Entries for bounding box labeling.
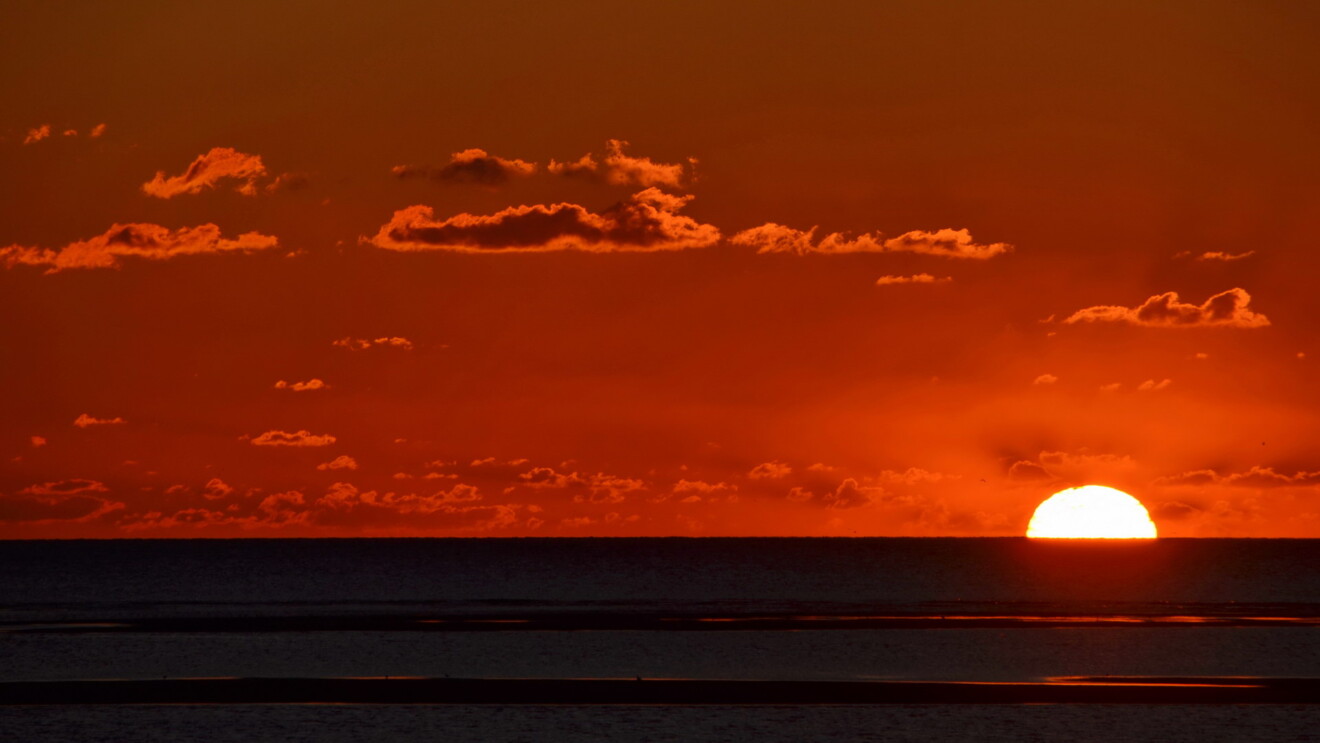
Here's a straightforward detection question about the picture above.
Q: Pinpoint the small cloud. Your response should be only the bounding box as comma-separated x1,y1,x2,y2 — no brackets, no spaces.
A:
74,413,128,429
317,454,358,471
22,124,50,144
1155,466,1320,488
391,149,536,186
1064,288,1270,327
202,478,234,500
240,430,335,446
747,459,793,480
875,273,953,286
546,140,696,189
18,478,110,495
1137,379,1173,392
363,189,719,253
730,222,1012,259
330,335,413,351
1196,251,1255,263
0,223,279,273
671,480,738,500
275,377,330,392
821,478,884,508
143,146,265,199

Task brief. Turn every line of the rows above into a JSON list of strings, one string per line, skipping blank lines and leaving the pictures out.

Result of this exercise.
[
  "Here's a straightforward detection question about the picture above.",
  "Q: Pinpoint the small cloud. Your response should be only the bounding box as comma-separated x1,y1,x2,y2 — no brackets, no spaces.",
  "A:",
  "74,413,128,429",
  "317,454,358,471",
  "22,124,50,144",
  "1155,466,1320,488",
  "391,149,536,186",
  "1064,288,1270,327",
  "202,478,234,500",
  "240,430,335,446",
  "747,459,793,480",
  "875,273,953,286",
  "546,140,696,189",
  "18,478,110,495",
  "1137,379,1173,392",
  "363,189,719,253",
  "730,222,1012,259",
  "330,335,413,351",
  "1196,251,1255,263",
  "0,223,279,273",
  "671,480,738,500",
  "275,377,330,392",
  "821,478,884,508",
  "143,146,265,199"
]